**Zu erledigende Aufgaben**
(A) Schreiben Sie aus dem Text zu Unterweger und Hessenthaler die Stelle ab, die mit „Der heroische Outlaw“ beginnt und mit „Freiheitsappell an Hauswände.“ endet.
(B) Welcher Slogan steht laut dem Text zu Unterweger und Hessenthaler auf den Plakaten, die die Antifa in Wien klebt?

**Vorliegender Text**
# # # # #
Von Jack Unterweger zu Julian Hessenthaler: Jede Linke Epoche braucht ihren geheimen "Antihelden"

In der noch nicht so fernen Vergangenheit war der mehrfache Prostituiertenmörder Jack Unterweger die Identifikationsfigur linker Neurotiker. Vor allem die Kulturschickeria vergötterte den destruktiven Dandy und seine holprigen Texte. Während der Verbrecher von einer Lesung zur anderen und von einer Premierenfeier zum nächsten herumgereicht wurde und dort vor allem die Damenwelt der gehobenen Schichten mit seiner ambivalenten Aura aus körperlicher Attraktivität und derb-burschikoser moralischer Verkommenheit dermaßen in Verzückung versetzte, dass der einen oder anderen gar das Riechfläschchen gereicht werden musste, mordete er munter weiter. Viele seiner Fans von damals glauben noch immer nicht, dass sie einst einem Monstrum aufgesessen sind.

Der heroische Outlaw unserer Tage, zu dem die gesamte Linke mit pochendem Herzen und bebender Seele hochblickt, weil er das tut, was sie sich nicht traut, ist der nicht rechtskräftig verurteilte Drogendealer Julian Hessenthaler. Für ihn rennt sogar die Antifa durch Wien, eine weithin bekannte Therapiegruppe für gelangweilte narzisstisch gekränkte Bürgerkinder, und kleistert Plakate mit dem Slogan „Freiheit für Julian Hessenthaler“ an Auslagenscheiben, die sonst ihrem unbedingten Willen zur „Entglasung“ zum Opfer fallen würden, oder schmiert diesen perversen Freiheitsappell an Hauswände.

Hessenthaler ist der neue Held der gelangweilten Tugendhaftigkeit. Die elektrisierende Aura der bösen Tat, die ihn umgibt und die aufregende Welt einer gesetzlosen Subkultur von Gaunern und Strizzis, für die er offenbar als Symbol genommen wird, machen ihn zur Kultfigur der anonymen linken Feiglinge, die sich auf Twitter hinter Pseudonymen verstecken und auf Demonstrationen ihre Gesichter, wie unter Straftätern üblich, mit schwarzen Sturmhauben vermummen. Der mutmaßliche Kokaindealer fungiert aber auch als Heros von postheroischen journalistischen Schreibtischtätern, die einmal die Woche zum Staatsanwalt laufen und dort wahllos abenteuerlich konstruierte Anzeigen deponieren. Die Verfahren, die sich daraus ergeben, werden in der Regel eingestellt. Journalistisch wie juristisch produzieren diese Leute nichts als heiße Luft.
# # # # #
**Bereitgestellte Angaben**
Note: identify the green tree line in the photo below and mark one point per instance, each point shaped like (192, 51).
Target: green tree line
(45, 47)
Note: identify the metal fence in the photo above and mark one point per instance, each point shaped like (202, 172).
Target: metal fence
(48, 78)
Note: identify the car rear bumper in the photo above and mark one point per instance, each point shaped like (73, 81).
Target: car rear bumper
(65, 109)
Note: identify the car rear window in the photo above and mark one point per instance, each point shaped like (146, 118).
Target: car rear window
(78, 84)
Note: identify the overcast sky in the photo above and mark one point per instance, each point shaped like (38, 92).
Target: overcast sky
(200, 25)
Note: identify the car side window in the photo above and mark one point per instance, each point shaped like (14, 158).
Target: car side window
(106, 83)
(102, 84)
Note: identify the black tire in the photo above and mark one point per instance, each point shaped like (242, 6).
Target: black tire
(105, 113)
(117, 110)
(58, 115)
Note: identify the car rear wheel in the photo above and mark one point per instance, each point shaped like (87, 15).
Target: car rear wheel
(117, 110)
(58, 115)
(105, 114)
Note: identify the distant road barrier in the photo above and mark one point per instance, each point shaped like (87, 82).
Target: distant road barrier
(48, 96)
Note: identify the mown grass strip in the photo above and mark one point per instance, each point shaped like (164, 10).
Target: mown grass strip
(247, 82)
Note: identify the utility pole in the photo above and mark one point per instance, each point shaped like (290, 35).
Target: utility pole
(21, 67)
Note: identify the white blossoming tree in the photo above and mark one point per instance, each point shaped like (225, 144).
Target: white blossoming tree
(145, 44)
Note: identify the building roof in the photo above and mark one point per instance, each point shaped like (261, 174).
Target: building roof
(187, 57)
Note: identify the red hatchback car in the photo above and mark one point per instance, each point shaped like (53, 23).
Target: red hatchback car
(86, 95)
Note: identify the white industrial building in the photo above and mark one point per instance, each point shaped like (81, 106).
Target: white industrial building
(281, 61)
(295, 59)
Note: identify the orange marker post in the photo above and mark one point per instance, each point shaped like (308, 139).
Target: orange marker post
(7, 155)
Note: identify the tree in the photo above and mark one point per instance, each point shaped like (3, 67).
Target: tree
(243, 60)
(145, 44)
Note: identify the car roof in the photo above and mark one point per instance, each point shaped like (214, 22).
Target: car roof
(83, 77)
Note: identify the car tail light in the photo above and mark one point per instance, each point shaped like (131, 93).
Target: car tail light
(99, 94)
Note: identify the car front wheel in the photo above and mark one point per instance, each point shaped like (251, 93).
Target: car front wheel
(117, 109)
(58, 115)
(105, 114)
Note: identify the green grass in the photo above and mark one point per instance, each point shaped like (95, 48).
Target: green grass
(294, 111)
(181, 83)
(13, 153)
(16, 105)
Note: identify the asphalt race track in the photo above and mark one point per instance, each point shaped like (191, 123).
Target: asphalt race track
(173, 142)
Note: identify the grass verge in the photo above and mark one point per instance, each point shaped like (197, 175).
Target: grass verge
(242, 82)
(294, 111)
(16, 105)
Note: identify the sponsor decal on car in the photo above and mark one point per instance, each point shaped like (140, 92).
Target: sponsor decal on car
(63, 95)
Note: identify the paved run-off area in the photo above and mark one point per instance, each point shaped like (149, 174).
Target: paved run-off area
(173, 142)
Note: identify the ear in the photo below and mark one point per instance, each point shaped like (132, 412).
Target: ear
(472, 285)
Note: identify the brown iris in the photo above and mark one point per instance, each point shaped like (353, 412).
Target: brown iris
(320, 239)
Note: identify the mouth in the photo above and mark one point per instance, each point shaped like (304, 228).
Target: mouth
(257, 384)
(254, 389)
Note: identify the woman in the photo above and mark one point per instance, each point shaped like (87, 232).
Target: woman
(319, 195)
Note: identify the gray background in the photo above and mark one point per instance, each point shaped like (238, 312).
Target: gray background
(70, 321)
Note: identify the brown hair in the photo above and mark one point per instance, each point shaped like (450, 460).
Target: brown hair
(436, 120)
# # # # #
**Schriftliche Antworten**
(A)
Der heroische Outlaw unserer Tage, zu dem die gesamte Linke mit pochendem Herzen und bebender Seele hochblickt, weil er das tut, was sie sich nicht traut, ist der nicht rechtskräftig verurteilte Drogendealer Julian Hessenthaler. Für ihn rennt sogar die Antifa durch Wien, eine weithin bekannte Therapiegruppe für gelangweilte narzisstisch gekränkte Bürgerkinder, und kleistert Plakate mit dem Slogan „Freiheit für Julian Hessenthaler“ an Auslagenscheiben, die sonst ihrem unbedingten Willen zur „Entglasung“ zum Opfer fallen würden, oder schmiert diesen perversen Freiheitsappell an Hauswände.

(B) „Freiheit für Julian Hessenthaler“